§ **EXTRACTED RECORDS**
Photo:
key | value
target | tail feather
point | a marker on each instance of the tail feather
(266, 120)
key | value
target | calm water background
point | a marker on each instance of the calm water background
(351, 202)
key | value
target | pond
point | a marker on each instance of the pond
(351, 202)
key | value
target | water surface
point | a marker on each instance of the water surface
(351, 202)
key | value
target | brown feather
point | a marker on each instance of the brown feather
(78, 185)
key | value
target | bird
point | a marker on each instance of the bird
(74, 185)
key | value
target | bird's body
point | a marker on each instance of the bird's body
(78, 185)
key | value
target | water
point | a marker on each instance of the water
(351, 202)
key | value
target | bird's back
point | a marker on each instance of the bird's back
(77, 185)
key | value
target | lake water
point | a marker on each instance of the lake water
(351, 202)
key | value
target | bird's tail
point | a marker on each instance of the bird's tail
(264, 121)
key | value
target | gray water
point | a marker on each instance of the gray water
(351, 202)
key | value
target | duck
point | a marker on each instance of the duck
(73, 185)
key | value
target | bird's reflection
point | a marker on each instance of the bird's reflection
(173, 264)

§ **WORK TO BE COMPLETED**
Copy exactly. Start at the line containing "point | a marker on each instance of the duck" and continue through the last line of the records.

§ **SOLUTION TO THE PROBLEM**
point | a marker on each instance of the duck
(73, 185)
key | value
target | bird's reflection
point | a marker on each instance of the bird's reflection
(173, 264)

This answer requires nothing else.